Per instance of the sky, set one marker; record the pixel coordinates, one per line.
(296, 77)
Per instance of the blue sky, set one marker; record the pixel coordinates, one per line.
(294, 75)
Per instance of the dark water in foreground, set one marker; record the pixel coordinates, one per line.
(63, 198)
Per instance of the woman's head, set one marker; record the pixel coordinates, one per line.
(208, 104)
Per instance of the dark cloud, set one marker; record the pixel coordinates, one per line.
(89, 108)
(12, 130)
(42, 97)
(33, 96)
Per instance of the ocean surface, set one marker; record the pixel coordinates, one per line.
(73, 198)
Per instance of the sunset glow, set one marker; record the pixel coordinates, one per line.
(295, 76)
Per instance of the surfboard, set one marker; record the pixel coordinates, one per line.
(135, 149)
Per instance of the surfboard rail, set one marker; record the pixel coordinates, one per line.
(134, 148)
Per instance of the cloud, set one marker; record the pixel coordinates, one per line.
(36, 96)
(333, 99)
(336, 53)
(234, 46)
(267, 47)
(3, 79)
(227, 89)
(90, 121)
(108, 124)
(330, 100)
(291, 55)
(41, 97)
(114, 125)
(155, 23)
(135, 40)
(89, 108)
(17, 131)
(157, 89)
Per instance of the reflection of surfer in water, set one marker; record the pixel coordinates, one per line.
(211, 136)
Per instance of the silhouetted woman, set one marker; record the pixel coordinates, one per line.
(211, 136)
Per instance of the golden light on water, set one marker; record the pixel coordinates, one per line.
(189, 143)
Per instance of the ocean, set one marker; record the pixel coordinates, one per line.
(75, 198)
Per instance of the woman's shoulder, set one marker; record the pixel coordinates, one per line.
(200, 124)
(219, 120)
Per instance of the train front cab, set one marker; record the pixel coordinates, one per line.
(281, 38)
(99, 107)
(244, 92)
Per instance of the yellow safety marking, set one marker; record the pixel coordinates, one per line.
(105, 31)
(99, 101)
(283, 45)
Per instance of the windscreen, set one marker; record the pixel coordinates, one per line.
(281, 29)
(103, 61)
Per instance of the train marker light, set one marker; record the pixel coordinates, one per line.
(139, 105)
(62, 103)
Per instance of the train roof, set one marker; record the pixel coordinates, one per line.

^^^^

YOUR GOAL:
From the first line to the last, retype the data exactly.

OUTPUT:
Per instance of the sky, set one marker; record the pixel coordinates, one per line.
(296, 77)
Per instance of the blue sky, set one marker; record the pixel coordinates, one per line.
(294, 75)
Per instance of the dark water in foreground, set one marker; record the pixel coordinates, one per line.
(63, 198)
Per instance of the woman's head, set one marker; record the pixel coordinates, one per line.
(208, 104)
Per instance of the dark cloud, set one marker; record the pixel coordinates, one per line.
(89, 108)
(12, 130)
(42, 97)
(33, 96)
Per instance of the ocean surface, set one marker; record the pixel coordinates, one per line.
(73, 198)
Per instance of the sunset glow, set one marker; record the pixel coordinates, one per line.
(295, 76)
Per instance of the surfboard, set one marker; record the pixel coordinates, one per line.
(135, 149)
Per instance of the surfboard rail, set one marker; record the pixel coordinates, one per line.
(134, 148)
Per instance of the cloud, set one marker; record the pixel coordinates, one per line.
(36, 96)
(333, 99)
(336, 53)
(234, 46)
(267, 47)
(3, 79)
(227, 89)
(90, 121)
(108, 124)
(330, 100)
(291, 55)
(41, 97)
(114, 125)
(155, 23)
(135, 40)
(89, 108)
(17, 131)
(157, 89)
Per instance of the reflection of surfer in water, set one marker; record the pixel coordinates, one per line.
(211, 136)
Per instance of the silhouetted woman, set one marker; record the pixel coordinates, one per line.
(211, 136)
Per instance of the golden light on water, set one marker; record the pixel coordinates, one per line.
(189, 143)
Per instance of the ocean, set one marker; record the pixel coordinates, one per line.
(75, 198)
Per instance of the woman's shoulder, set one marker; record the pixel coordinates, one per line.
(200, 124)
(219, 120)
Per instance of the train front cab, set one marker; record the pixel coordinates, one per line.
(281, 38)
(99, 107)
(244, 92)
Per instance of the yellow safety marking, set one marker; record the pixel coordinates, one per line.
(105, 31)
(99, 101)
(283, 45)
Per instance of the windscreen, set one marker; record the pixel coordinates, one per line.
(281, 29)
(103, 61)
Per instance of the train marker light, set one marker; record the pixel coordinates, one per line.
(139, 105)
(62, 103)
Per instance of the train roof, set one marker; record the pixel coordinates, one per line.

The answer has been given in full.